Dataset items
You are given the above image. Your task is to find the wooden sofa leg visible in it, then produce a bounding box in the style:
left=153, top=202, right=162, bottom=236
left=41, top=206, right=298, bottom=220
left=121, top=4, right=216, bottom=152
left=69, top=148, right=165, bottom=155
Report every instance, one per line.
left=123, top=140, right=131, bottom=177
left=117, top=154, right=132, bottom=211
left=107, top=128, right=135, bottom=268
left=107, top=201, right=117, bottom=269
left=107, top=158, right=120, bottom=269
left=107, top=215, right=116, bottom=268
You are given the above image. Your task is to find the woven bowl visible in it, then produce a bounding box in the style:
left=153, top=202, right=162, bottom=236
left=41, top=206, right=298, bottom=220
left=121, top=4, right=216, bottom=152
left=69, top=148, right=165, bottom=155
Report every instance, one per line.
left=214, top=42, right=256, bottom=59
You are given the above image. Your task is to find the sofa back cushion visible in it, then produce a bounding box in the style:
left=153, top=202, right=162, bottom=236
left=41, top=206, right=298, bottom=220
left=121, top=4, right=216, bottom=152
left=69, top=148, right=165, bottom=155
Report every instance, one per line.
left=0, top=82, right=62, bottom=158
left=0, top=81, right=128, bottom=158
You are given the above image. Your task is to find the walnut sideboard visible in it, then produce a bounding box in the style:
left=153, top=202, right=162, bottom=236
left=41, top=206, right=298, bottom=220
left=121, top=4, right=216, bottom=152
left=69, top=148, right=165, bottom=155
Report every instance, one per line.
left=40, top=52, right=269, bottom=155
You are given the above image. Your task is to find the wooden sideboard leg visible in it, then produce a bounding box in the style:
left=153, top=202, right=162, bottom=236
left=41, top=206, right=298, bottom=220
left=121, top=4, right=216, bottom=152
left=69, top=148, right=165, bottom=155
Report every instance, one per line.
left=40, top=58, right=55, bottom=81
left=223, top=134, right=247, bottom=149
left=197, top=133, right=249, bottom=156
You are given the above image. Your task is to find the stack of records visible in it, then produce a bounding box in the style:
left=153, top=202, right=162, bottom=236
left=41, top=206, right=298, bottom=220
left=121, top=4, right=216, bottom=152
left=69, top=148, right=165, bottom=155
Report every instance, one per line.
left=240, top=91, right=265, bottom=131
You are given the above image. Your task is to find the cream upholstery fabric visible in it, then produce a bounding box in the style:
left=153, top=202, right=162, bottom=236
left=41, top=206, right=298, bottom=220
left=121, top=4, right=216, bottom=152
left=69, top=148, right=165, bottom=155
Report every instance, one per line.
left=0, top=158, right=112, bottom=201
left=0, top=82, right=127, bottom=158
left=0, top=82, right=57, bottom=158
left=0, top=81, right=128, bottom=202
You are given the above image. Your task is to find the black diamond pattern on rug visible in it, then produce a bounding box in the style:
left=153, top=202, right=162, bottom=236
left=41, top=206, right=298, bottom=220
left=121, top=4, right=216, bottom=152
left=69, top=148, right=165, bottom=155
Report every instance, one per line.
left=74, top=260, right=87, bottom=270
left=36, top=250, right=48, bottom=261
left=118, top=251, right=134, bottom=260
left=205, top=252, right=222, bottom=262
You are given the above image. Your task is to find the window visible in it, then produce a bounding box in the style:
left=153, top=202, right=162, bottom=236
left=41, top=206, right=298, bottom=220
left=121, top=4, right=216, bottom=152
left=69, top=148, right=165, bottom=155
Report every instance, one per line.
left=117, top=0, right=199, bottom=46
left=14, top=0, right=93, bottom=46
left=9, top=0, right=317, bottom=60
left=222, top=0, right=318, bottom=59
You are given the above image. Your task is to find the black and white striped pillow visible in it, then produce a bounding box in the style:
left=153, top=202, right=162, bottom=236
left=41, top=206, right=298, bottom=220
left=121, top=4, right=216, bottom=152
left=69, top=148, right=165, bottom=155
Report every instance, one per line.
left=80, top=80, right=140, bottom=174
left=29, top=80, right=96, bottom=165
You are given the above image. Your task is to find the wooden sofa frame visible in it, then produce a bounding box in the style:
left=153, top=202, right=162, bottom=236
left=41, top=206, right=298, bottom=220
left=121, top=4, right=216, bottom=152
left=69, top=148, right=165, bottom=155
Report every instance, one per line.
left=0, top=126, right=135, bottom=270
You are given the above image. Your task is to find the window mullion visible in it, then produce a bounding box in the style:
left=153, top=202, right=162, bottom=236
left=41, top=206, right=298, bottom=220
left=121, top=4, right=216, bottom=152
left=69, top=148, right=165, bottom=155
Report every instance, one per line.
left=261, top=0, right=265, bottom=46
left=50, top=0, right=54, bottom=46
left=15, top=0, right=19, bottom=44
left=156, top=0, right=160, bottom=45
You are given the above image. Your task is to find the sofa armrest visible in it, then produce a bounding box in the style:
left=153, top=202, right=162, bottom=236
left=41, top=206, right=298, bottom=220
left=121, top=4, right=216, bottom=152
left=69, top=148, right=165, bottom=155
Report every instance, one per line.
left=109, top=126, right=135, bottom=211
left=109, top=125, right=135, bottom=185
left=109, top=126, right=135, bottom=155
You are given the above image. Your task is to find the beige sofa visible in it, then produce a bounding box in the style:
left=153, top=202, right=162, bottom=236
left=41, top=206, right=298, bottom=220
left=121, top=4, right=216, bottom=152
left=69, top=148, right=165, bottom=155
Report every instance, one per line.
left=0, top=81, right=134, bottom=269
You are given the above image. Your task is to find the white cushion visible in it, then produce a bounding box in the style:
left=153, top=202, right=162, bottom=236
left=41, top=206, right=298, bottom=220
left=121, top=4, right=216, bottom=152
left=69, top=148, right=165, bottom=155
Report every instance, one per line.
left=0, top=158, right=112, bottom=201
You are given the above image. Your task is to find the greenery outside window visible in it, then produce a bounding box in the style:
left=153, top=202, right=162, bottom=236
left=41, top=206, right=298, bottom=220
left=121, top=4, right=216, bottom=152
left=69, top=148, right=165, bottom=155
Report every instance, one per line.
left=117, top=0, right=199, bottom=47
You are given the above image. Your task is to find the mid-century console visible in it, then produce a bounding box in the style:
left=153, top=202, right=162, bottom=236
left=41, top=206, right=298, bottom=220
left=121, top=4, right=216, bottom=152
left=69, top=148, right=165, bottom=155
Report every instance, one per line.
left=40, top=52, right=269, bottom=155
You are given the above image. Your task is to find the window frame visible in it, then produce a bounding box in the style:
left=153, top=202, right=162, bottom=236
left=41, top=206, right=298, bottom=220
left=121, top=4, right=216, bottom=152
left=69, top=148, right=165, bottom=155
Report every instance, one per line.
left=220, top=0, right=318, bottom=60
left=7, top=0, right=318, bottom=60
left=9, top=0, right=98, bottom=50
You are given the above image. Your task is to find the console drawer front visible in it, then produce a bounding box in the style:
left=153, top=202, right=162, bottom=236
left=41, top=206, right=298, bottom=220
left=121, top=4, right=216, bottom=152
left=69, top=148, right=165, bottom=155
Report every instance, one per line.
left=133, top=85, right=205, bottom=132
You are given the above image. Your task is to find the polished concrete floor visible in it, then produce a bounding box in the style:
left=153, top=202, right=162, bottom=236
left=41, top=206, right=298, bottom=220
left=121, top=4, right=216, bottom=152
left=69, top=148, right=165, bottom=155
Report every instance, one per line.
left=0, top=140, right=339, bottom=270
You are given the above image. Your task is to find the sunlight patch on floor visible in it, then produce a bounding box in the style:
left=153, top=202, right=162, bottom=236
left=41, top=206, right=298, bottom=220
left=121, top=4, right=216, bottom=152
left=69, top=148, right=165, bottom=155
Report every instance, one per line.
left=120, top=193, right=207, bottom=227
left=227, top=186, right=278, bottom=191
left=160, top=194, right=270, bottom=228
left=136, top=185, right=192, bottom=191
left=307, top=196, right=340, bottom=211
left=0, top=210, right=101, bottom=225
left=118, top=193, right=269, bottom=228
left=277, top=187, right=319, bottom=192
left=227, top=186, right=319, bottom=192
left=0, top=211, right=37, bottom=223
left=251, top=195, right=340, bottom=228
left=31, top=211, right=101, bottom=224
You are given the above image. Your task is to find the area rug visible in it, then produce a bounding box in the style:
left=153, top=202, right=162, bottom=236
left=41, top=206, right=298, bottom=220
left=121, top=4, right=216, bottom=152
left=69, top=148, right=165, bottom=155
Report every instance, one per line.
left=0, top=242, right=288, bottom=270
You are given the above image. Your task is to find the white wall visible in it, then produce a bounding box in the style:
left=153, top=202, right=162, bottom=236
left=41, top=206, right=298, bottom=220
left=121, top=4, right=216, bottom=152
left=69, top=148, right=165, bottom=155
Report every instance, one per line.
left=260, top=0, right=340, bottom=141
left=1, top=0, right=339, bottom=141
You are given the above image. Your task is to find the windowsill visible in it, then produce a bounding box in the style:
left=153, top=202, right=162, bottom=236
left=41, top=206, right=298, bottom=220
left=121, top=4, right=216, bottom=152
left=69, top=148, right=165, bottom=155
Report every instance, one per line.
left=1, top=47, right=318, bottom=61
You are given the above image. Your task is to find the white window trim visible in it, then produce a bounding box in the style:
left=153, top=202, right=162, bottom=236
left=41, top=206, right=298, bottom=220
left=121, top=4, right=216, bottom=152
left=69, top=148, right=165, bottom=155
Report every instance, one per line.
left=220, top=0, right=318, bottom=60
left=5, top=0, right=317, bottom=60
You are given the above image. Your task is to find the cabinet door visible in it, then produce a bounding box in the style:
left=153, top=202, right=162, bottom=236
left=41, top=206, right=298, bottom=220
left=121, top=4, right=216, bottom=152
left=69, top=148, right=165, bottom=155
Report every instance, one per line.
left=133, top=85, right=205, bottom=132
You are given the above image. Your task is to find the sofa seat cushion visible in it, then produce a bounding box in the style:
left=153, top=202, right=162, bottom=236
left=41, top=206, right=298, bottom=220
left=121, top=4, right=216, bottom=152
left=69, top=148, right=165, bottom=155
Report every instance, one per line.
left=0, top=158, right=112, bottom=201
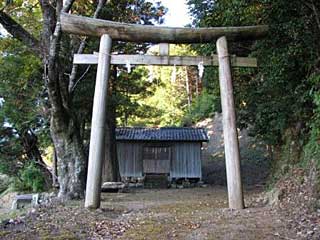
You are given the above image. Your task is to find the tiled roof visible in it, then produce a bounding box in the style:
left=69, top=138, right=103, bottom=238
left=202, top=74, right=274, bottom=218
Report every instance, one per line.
left=116, top=127, right=209, bottom=142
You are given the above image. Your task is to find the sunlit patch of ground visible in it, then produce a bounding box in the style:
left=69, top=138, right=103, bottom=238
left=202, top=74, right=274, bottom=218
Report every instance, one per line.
left=111, top=188, right=295, bottom=240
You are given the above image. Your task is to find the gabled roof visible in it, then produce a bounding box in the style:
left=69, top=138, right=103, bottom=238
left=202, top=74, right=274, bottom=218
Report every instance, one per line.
left=116, top=127, right=209, bottom=142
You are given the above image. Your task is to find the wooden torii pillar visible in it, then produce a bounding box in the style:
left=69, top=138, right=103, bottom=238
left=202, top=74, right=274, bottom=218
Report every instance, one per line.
left=85, top=34, right=112, bottom=208
left=217, top=37, right=244, bottom=209
left=61, top=13, right=268, bottom=209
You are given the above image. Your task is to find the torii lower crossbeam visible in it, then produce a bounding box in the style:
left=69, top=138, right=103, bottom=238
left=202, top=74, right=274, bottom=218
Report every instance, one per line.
left=74, top=54, right=257, bottom=67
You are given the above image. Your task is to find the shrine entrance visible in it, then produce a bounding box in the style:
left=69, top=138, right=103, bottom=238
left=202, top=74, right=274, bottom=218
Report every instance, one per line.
left=60, top=13, right=268, bottom=210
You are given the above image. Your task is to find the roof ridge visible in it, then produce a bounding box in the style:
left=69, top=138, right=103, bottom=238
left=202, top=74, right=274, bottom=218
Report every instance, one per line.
left=116, top=127, right=205, bottom=129
left=115, top=127, right=209, bottom=142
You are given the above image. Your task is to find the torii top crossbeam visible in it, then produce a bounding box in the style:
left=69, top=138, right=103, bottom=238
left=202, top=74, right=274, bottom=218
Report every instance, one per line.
left=61, top=13, right=268, bottom=43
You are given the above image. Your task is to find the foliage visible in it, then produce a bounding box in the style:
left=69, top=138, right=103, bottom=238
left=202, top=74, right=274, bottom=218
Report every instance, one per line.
left=12, top=162, right=46, bottom=193
left=119, top=65, right=186, bottom=126
left=304, top=73, right=320, bottom=162
left=301, top=73, right=320, bottom=194
left=0, top=174, right=11, bottom=194
left=135, top=78, right=187, bottom=126
left=0, top=39, right=42, bottom=129
left=187, top=0, right=320, bottom=145
left=0, top=0, right=42, bottom=38
left=182, top=89, right=217, bottom=125
left=116, top=66, right=157, bottom=126
left=0, top=38, right=47, bottom=176
left=120, top=44, right=199, bottom=127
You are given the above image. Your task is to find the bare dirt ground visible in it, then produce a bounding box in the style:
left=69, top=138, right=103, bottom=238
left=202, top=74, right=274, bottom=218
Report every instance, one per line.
left=0, top=187, right=297, bottom=240
left=1, top=115, right=315, bottom=239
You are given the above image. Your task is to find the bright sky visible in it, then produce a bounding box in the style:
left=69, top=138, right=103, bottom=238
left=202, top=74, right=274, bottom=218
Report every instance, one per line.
left=0, top=25, right=8, bottom=37
left=152, top=0, right=192, bottom=27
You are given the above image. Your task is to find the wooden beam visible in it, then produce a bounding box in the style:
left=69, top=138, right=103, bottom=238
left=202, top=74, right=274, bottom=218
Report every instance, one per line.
left=217, top=36, right=244, bottom=210
left=61, top=13, right=268, bottom=43
left=73, top=54, right=257, bottom=68
left=85, top=34, right=112, bottom=209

■ TASK TO COMPLETE
Among the records, find the lines that contain "wooden" and copy each of them.

■ TASK RESULT
You are given the above image. Your task is to find the wooden sofa leg visible in it, then produce a bounding box in the style:
You are given the above image. Your task is to find the wooden sideboard leg visible in it, then produce a bounding box in the style:
You are given the above image. Your task is to find the wooden sofa frame visible in it, then produce a bounding box in the style:
You are given the above image. Your task is to find the wooden torii pillar visible in it, then produce a bounding box in the style:
You are given the above image. Your task is to find the wooden beam visible in it, then produce a bounding box in the style:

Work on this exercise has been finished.